→ Request
In the data below, find the line containing "palm tree trunk"; reproduce that line and all subsequent lines exactly, and nothing else.

→ A block of data
· · · ·
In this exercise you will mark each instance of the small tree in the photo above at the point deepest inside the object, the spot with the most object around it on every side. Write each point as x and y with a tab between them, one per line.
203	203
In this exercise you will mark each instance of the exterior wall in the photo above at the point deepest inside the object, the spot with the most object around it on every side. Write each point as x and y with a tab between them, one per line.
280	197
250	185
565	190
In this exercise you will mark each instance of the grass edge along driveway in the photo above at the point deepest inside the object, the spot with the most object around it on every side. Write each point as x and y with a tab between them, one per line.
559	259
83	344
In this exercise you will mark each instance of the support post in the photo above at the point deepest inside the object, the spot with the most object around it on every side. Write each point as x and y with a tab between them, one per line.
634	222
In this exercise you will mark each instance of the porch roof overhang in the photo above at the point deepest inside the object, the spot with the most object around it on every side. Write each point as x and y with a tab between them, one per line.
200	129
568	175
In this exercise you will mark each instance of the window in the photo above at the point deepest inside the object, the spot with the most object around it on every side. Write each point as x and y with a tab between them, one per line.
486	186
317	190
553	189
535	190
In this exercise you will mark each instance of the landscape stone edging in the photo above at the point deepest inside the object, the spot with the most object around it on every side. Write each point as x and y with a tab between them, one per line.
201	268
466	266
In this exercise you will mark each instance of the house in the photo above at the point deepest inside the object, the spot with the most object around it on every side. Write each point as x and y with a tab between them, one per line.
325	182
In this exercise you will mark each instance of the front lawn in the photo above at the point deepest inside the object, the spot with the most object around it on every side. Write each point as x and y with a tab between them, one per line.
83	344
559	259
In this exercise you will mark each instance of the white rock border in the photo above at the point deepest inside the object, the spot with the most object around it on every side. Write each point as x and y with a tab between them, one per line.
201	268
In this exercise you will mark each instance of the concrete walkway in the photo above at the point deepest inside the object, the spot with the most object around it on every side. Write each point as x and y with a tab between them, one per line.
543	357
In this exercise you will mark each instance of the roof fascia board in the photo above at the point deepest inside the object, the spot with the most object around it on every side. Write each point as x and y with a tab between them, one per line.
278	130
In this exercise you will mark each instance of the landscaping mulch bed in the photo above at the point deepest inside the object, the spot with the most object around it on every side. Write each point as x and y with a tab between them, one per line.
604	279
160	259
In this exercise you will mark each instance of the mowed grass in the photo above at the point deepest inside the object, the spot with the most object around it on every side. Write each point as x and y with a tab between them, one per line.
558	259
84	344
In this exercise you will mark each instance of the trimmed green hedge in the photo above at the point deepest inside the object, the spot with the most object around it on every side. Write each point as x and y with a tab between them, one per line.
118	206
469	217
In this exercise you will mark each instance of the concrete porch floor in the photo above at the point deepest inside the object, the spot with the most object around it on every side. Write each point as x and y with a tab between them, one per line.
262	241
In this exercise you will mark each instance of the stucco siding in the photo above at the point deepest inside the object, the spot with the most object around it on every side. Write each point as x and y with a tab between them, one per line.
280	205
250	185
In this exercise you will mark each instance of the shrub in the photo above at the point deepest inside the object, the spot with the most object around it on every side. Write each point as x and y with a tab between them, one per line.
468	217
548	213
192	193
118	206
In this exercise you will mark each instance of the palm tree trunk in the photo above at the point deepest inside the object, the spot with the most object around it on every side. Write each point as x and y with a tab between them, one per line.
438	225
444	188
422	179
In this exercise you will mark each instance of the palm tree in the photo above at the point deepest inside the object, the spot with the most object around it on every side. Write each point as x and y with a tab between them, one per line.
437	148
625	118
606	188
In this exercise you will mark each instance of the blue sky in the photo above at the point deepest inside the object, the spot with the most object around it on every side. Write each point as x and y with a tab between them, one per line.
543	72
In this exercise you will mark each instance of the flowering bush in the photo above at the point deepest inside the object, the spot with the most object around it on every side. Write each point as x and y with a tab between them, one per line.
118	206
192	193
· · · ·
→ Solution for this task
In this exercise you will mark each instance of the palm tree trunk in the photo above at the point deepest inside the object, the spot with the most object around it on every side. Write each point as x and y with a tab between them, one per line.
438	225
444	188
422	179
In this exercise you will mark each instance of the palm tree in the photo above at the point deepest inside the object, the spot with the most object around it on every side. Write each point as x and y with a tab between them, one per line.
437	148
625	118
606	188
In this exercise you will mark each instance of the blue sky in the photo above at the point deepest inside the object, the spot with the most object around it on every side. Write each point as x and y with a tab between them, one per line.
543	72
In this exercise you will mark each instance of the flowering bush in the photo above at the point deepest inside the object, the spot with the most object around it on every side. Write each point as x and y with a tab between them, one per line.
118	206
192	193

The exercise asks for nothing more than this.